Source document:
————

How To Sync Your Skincare Routine To Your Menstrual Cycle

It always starts the same way. You look in the mirror and notice a pimple that seems to have popped up out of the blue. You start calculating the date of your last period and draw in a deep breath as the realization sinks in. It's almost time for another round with Aunt Flo.

For many people who menstruate, an acne breakout is the first sign their period is on the horizon. It can come before the irritability, mood swings, period cramps, and the other multitude of PMS symptoms. Premenstrual acne breakouts are a common period woe. A study conducted in 2014 found that 65% women agreed that their acne worsened with menses. Similar to many premenstrual symptoms, acne breakouts are a result of normal hormonal fluctuations.

Speaking to Self, S. Manjula Jegasothy, a board-certified dermatologist, explained why acne worsens as your period arrives, "The hormones that cause this type of acne are fluctuations of estrogen and progesterone, which both vary widely throughout the menstrual cycle." She added, "It is believed that hormonal fluctuations, which can be menstrual or cyclical (or both) in women, do cause increased oil production in the pore." According to Curology, progesterone, in particular, contributes to greater sebum production by stimulating the sebaceous glands. The excessive oil production caused by the sebaceous glands clogs your pores and leads to acne. You can potentially break the cycle of acne breakouts around your period by tailoring your skincare routine to the phase of the menstrual cycle you're in.

There are four phases in the menstrual cycle

Ironically enough, the first stage of the cycle begins when we'd think it ends, the menstruation — AKA the bleeding stage. During this stage, your skin might be as irritated as your mind is when you deal with all the typical period symptoms. For this stage, you want to keep things simple and stick to what works for you.

Dr. Rebecca Booth, an OB-GYN, explained to Huda Beauty that during the first three days of your cycle, estrogen, progesterone, and testosterone plummet to their lowest. This can cause your skin to feel dry, dull, irritated, and sensitive, per consultant dermatologist Dr. Mary Sommerlad via Marie Clare. To combat this icky "period skin" feeling as we commonly know it, Dr. Sommerlad recommends using gentle and hydrating skincare products that don't contain any irritants which might aggravate your sensitive skin.

————

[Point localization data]

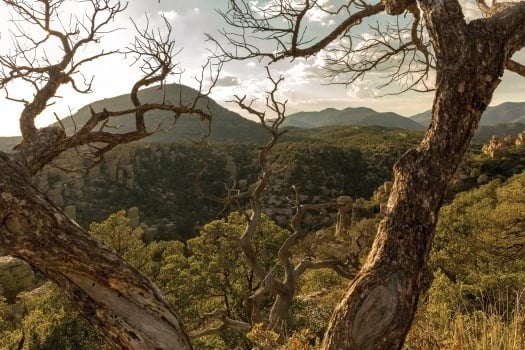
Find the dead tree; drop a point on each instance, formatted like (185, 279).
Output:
(270, 284)
(113, 296)
(468, 58)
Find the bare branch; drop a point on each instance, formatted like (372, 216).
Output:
(253, 25)
(225, 323)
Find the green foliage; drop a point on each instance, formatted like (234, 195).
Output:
(476, 298)
(45, 319)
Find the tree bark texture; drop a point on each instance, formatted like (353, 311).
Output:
(379, 306)
(122, 304)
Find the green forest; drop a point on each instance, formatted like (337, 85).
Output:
(473, 296)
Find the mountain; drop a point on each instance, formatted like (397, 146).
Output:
(226, 125)
(360, 116)
(508, 112)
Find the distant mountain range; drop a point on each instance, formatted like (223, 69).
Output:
(227, 126)
(360, 116)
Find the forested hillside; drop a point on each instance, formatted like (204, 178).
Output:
(474, 281)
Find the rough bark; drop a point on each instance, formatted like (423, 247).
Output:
(378, 308)
(112, 295)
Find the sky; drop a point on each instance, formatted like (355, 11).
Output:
(304, 86)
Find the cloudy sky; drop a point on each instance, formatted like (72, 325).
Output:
(303, 86)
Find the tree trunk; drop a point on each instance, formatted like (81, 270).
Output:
(114, 297)
(378, 309)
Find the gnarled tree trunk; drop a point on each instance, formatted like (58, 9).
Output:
(378, 308)
(122, 304)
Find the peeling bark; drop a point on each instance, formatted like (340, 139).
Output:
(378, 308)
(109, 293)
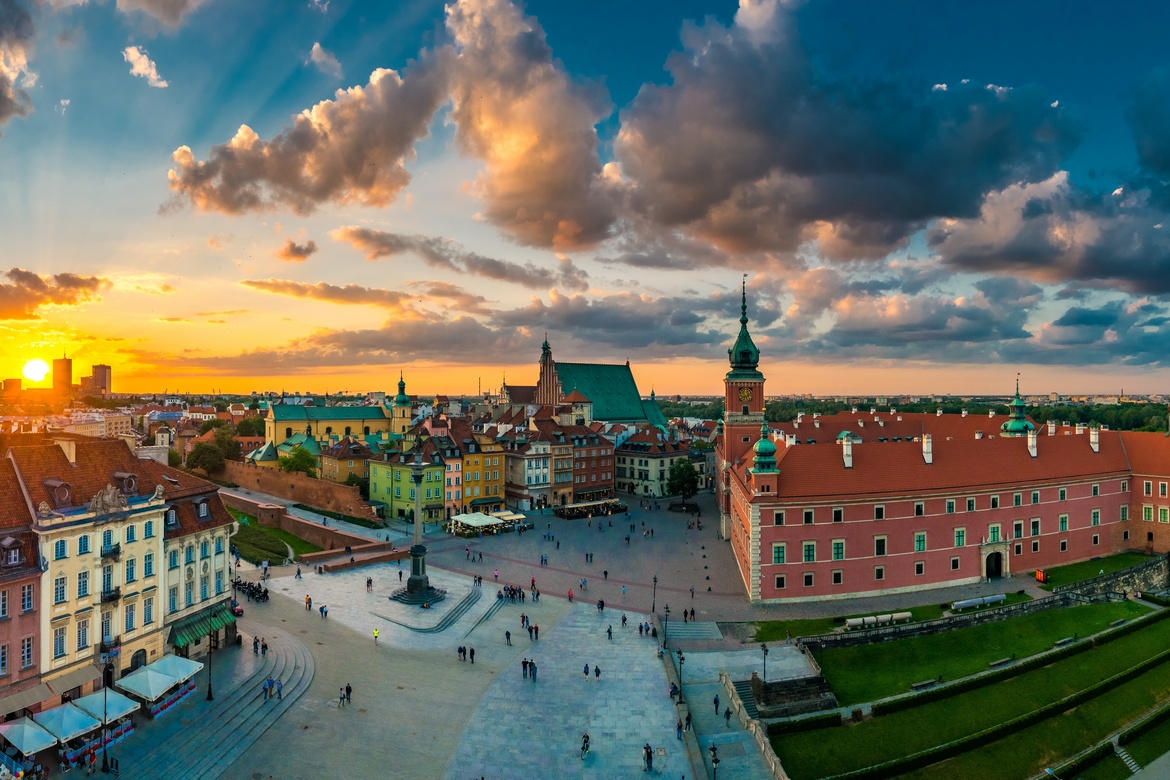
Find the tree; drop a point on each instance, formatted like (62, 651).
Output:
(210, 425)
(682, 480)
(250, 427)
(298, 460)
(206, 456)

————

Brief 1:
In the skincare article, what percentage of women in the 2014 study agreed that their acne worsened with menses?
Brief 2:
Transcribe the stretch of the skincare article from "It always starts" through "normal hormonal fluctuations." word for word.

Response box 1:
65%

Response box 2:
It always starts the same way. You look in the mirror and notice a pimple that seems to have popped up out of the blue. You start calculating the date of your last period and draw in a deep breath as the realization sinks in. It's almost time for another round with Aunt Flo.

For many people who menstruate, an acne breakout is the first sign their period is on the horizon. It can come before the irritability, mood swings, period cramps, and the other multitude of PMS symptoms. Premenstrual acne breakouts are a common period woe. A study conducted in 2014 found that 65% women agreed that their acne worsened with menses. Similar to many premenstrual symptoms, acne breakouts are a result of normal hormonal fluctuations.